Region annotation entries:
• • • •

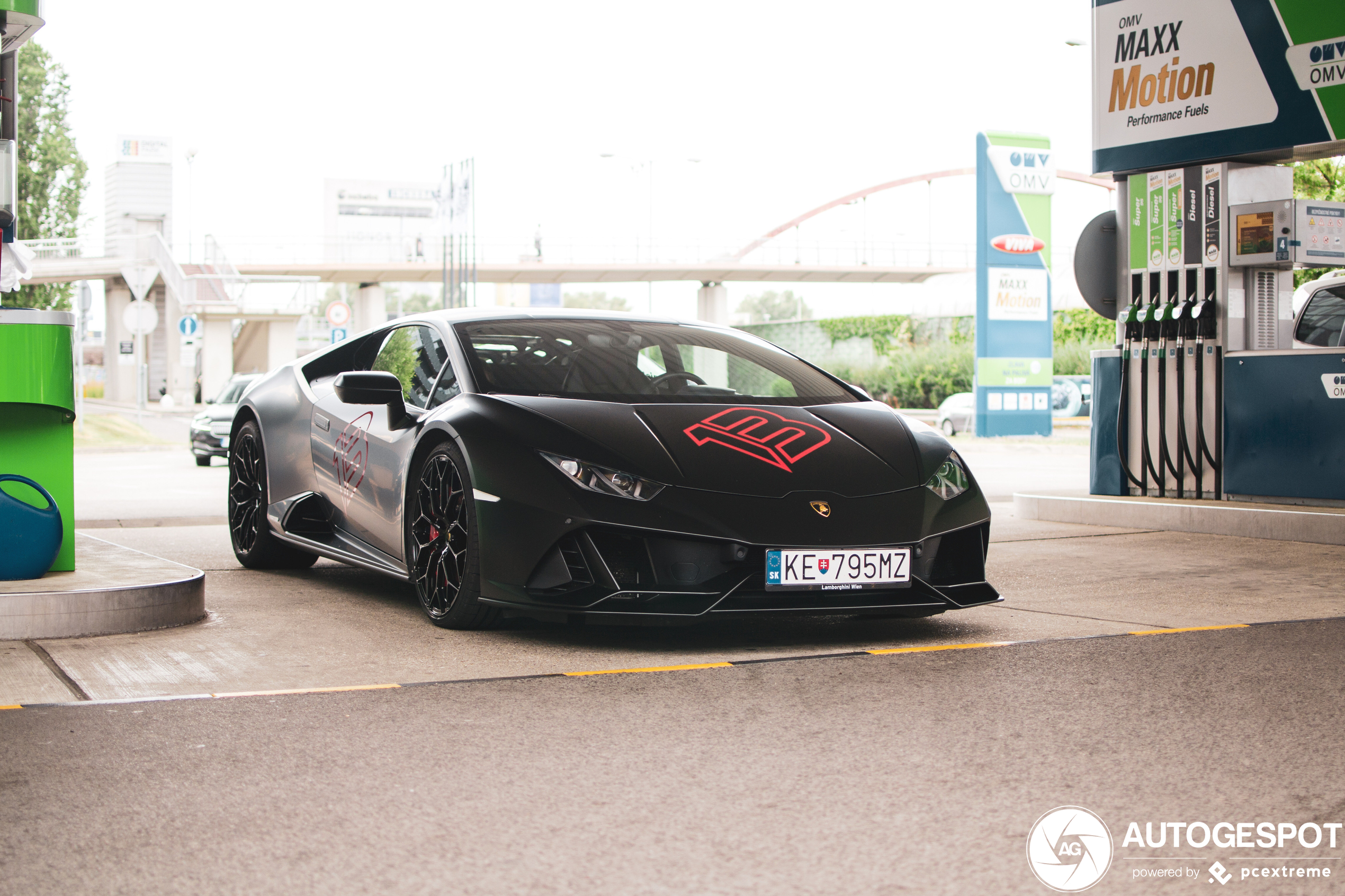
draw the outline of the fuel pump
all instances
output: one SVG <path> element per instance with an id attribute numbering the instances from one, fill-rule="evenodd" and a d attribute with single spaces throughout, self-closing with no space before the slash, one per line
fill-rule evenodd
<path id="1" fill-rule="evenodd" d="M 1213 359 L 1215 371 L 1223 369 L 1223 348 L 1213 344 L 1219 333 L 1219 306 L 1215 298 L 1219 283 L 1219 269 L 1205 269 L 1205 294 L 1190 309 L 1190 320 L 1196 328 L 1196 492 L 1204 497 L 1204 467 L 1201 461 L 1209 463 L 1210 473 L 1215 474 L 1215 498 L 1220 497 L 1219 462 L 1210 455 L 1209 445 L 1205 442 L 1205 364 Z M 1210 343 L 1206 345 L 1206 340 Z M 1215 382 L 1215 404 L 1221 403 L 1223 395 L 1219 390 L 1219 380 Z M 1216 426 L 1217 431 L 1217 426 Z"/>
<path id="2" fill-rule="evenodd" d="M 1116 458 L 1120 461 L 1120 470 L 1124 473 L 1126 480 L 1132 482 L 1137 488 L 1143 489 L 1143 480 L 1137 480 L 1135 474 L 1130 472 L 1130 453 L 1126 450 L 1126 439 L 1123 437 L 1126 427 L 1122 426 L 1124 422 L 1126 412 L 1130 408 L 1130 367 L 1135 357 L 1135 341 L 1143 336 L 1143 321 L 1139 318 L 1139 312 L 1145 298 L 1145 275 L 1131 274 L 1130 277 L 1130 305 L 1118 314 L 1118 320 L 1124 328 L 1124 343 L 1120 352 L 1120 400 L 1116 403 Z M 1143 470 L 1141 470 L 1143 476 Z"/>
<path id="3" fill-rule="evenodd" d="M 1174 271 L 1176 273 L 1176 271 Z M 1196 305 L 1196 294 L 1200 281 L 1200 269 L 1188 267 L 1181 271 L 1184 292 L 1173 308 L 1173 321 L 1177 330 L 1176 367 L 1177 373 L 1177 497 L 1185 497 L 1186 476 L 1189 469 L 1196 473 L 1196 461 L 1190 454 L 1190 441 L 1186 438 L 1186 365 L 1188 359 L 1194 357 L 1194 348 L 1188 345 L 1188 340 L 1196 336 L 1196 324 L 1192 309 Z M 1197 497 L 1200 492 L 1197 488 Z"/>
<path id="4" fill-rule="evenodd" d="M 1166 271 L 1167 279 L 1166 301 L 1158 306 L 1158 496 L 1166 496 L 1166 477 L 1169 473 L 1177 481 L 1177 497 L 1182 497 L 1182 474 L 1178 463 L 1173 465 L 1171 450 L 1167 441 L 1167 360 L 1169 341 L 1177 340 L 1177 296 L 1180 274 Z"/>
<path id="5" fill-rule="evenodd" d="M 1162 308 L 1162 273 L 1149 274 L 1149 302 L 1139 309 L 1139 322 L 1142 325 L 1141 334 L 1143 337 L 1139 345 L 1139 457 L 1143 461 L 1143 466 L 1139 472 L 1139 478 L 1145 482 L 1141 488 L 1147 494 L 1149 492 L 1149 477 L 1154 477 L 1154 485 L 1158 486 L 1158 493 L 1162 494 L 1162 473 L 1154 466 L 1153 451 L 1150 450 L 1149 442 L 1149 367 L 1154 360 L 1154 353 L 1158 351 L 1154 348 L 1158 344 L 1162 324 L 1158 320 L 1159 309 Z"/>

• • • •

- [Exercise prompt]: Copy out the data word for word, from the beginning through the line that contains "output: one SVG". Leave out the pictures.

- [Response for this exercise]:
draw the outline of the fuel pump
all instances
output: one SVG <path> element per instance with an id attribute numbering the instances from one, fill-rule="evenodd" and a d attribute with single spaces throughout, self-closing with no space before the slash, one per line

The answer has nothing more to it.